* _本文_:

++++++++++

1963年、首相に就いていたアルド・モーロは、社会党との連立を模索し、これが成功した。これにより政権は左に傾き、しばらくイタリア国内では、キリスト教民主党・イタリア社会党中心の中道左派政権が続くことになる(有機的な中道左派)。1976年、今度はイタリア共産党との協力も模索し始めた(歴史的妥協)。イタリア共産党はこの頃ソ連と離別するユーロコミュニズムを提唱し、ソ連との離別を図っていた。しかし、連立与党のイタリア社会党やイタリア共和党はこれに懐疑的で、同年に首相となった党内右派勢力のジュリオ・アンドレオッティもこれに疑念を抱いていた。また、アメリカもこの歴史的妥協に大反対する姿勢を示したが、モーロはなおも諦めずに歴史的妥協を進めた。歴史的妥協は、モーロと共産党書記長のエンリコ・ベルリングェルの活躍で成立しましたが、歴史的妥協に強く反発した赤い旅団によって、歴史的妥協によって成立したアンドレオッティ内閣の信任決議の日にモーロは誘拐され、その後赤い旅団によって殺害された。モーロの誘拐には様々な陰謀論があるが、今でも真相は分かっていない。
モーロの殺害後は、アンドレオッティが党の実質的な最高指導者となった。1980年代に入ると、キリスト教民主党はイタリア国内の支持を失い始め、1981年に、イタリア共和党のジョヴァンニ・スパドリーニが首相となった。これは1945年にデ・ガスペリが就任して以降初めての非キリスト教民主党員による首相だった。1983年の総選挙ではキリスト教民主党の議席が大幅に減少し、代わりに社会党や共和党、イタリア社会運動が躍進を遂げた。これを受けてキリスト教民主党は再び首相を離れ、躍進した社会党のベッティーノ・クラクシが首相となった。しかしながら、その間もキリスト教民主党は一貫して与党であった。長期政権は汚職・腐敗を産み、冷戦崩壊後の1990年代初頭には党の最高権力者だったジュリオ・アンドレオッティ首相がマフィアとの親密な関係を指摘され、多くの検挙者を出した(タンジェントポリ)。アンドレオッティや社会党のクラクシにも捜査の手が伸び、両党は崩壊を始めた。

++++++++++

* _課題と要件_:
本文によれば、1983年にキリスト教民主党が首相の座を離れ、ベッティーノ・クラクシが首相となったのはなぜか。1〜3文で説明せよ。

* _提示データ_:
++++++++++

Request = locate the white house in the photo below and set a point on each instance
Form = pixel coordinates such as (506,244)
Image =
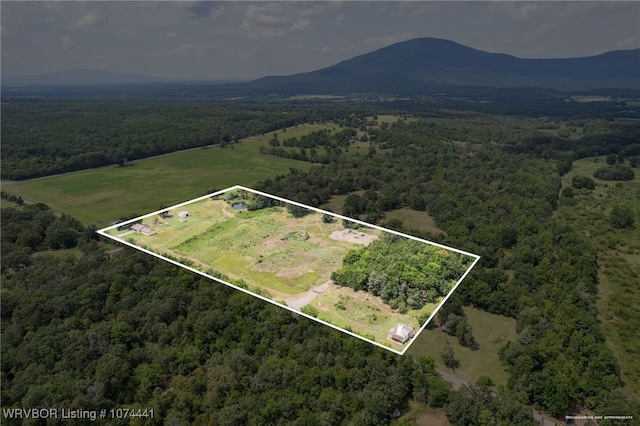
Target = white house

++++++++++

* _解答_:
1983年の総選挙でキリスト教民主党の議席が大幅に減少し、代わりに社会党や共和党、イタリア社会運動が躍進したためである。この結果を受けてキリスト教民主党は再び首相の座を離れ、躍進した社会党のクラクシが首相に就いた。